- Selected excerpt:
C. Upon termination of the Consultant for any reason, or at any
time upon request of the Company, the Consultant agrees to deliver to the
Company all materials of any nature which are in the Consultant's possession or
control and which are or contain Confidential Information, Work Product or Work
Products (hereinafter defined), or which are otherwise the property of the
Company or any vendor, licensor, licensee, customer or client of the Company,
including, but not limited to writings, designs, documents, records, data,
memoranda, tapes and disks containing software, computer source code listings,
routines, file layouts, record layouts, system design information, models,
manuals, documentation and notes.
D. All copyrights, logos and other advertising materials, conceived
by the Consultant specifically in connection with the consulting services
rendered by Consultant for Company under this Agreement (alone or with others)

- Available data:

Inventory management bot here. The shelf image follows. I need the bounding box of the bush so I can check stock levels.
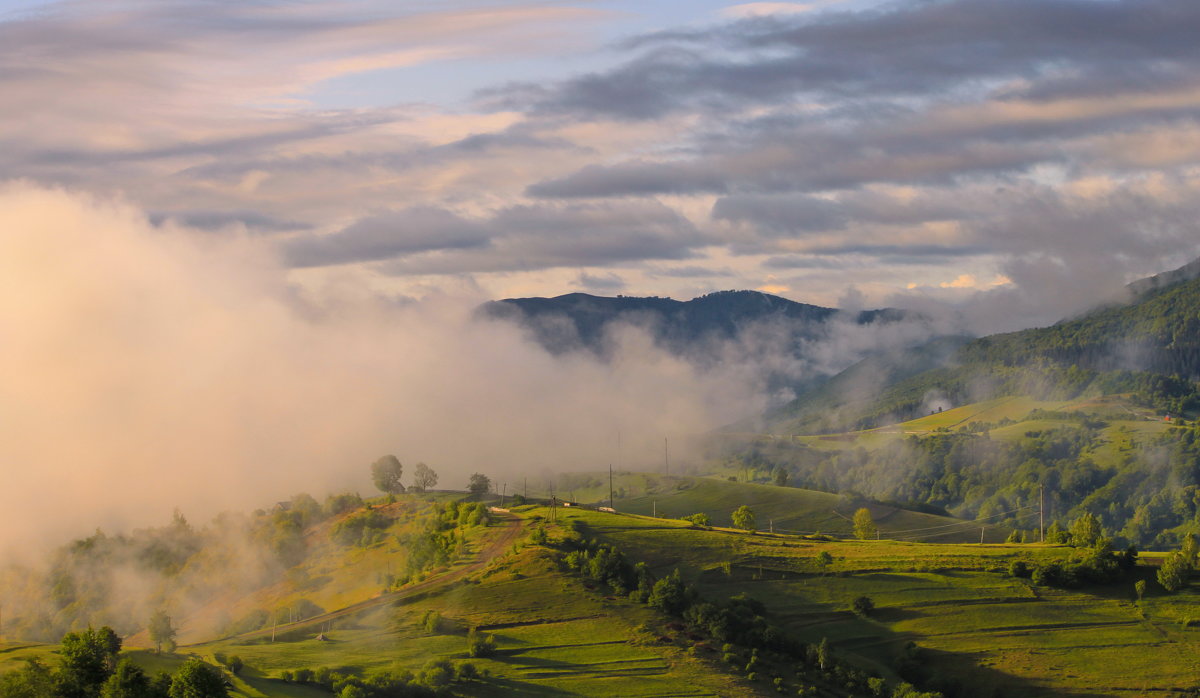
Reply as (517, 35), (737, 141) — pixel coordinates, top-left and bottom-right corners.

- Assignment A:
According to the consulting agreement excerpt, when must the Consultant deliver the covered materials to the Company?
- Assignment B:
List every party named in the consulting agreement excerpt whose property the Consultant must deliver to the Company.
- Assignment C:
Extend the consulting agreement excerpt from the point where it stops.
The lines that come after the text are not used in any of these tasks.

- Task result A:
Upon termination of the Consultant for any reason, or at any time upon request of the Company.

- Task result B:
The Company, and any vendor, licensor, licensee, customer or client of the Company.

- Task result C:
during the Term ("Work Product") shall be the exclusive property of and assigned
to the Company or as the Company may direct without compensation to the
Consultant other than the compensation provided for herein. Any records with
respect to the foregoing shall be the sole and exclusive property of the Company
and the Consultant shall surrender possession of such records to the Company
upon any suspension or termination of the Consultant. Any Work Product shall be
deemed incorporated in the definition of Confidential Information for all
purposes hereunder.
E. The Consultant will not assert any rights with respect to the
Company, its business, or any of its products, processes and other services
relating thereto, Work Product or any Confidential Information as having been
acquired or known by the Consultant prior to the commencement of the
Consultant's engagement by the Company unless such rights are asserted in good
faith and verified.
15. Work Product
A. The Consultant represents and warrants to the Company that all
work that the Consultant performs, for or on behalf of the Company, and all work
product that the Consultant produces, including, but not limited to, software,
documentation, memoranda, ideas, designs, inventions, processes, algorithms,
etc. (also "Work Product") will not knowingly infringe upon or violate any
patent, copyright, trade secret or other property right of any other third
party. Further, the Consultant will not disclose to the Company or use in any of
the Consultant's Work Product any confidential or proprietary information
belonging to others, unless both the owner thereof and the Company have
consented to such disclosure and usage.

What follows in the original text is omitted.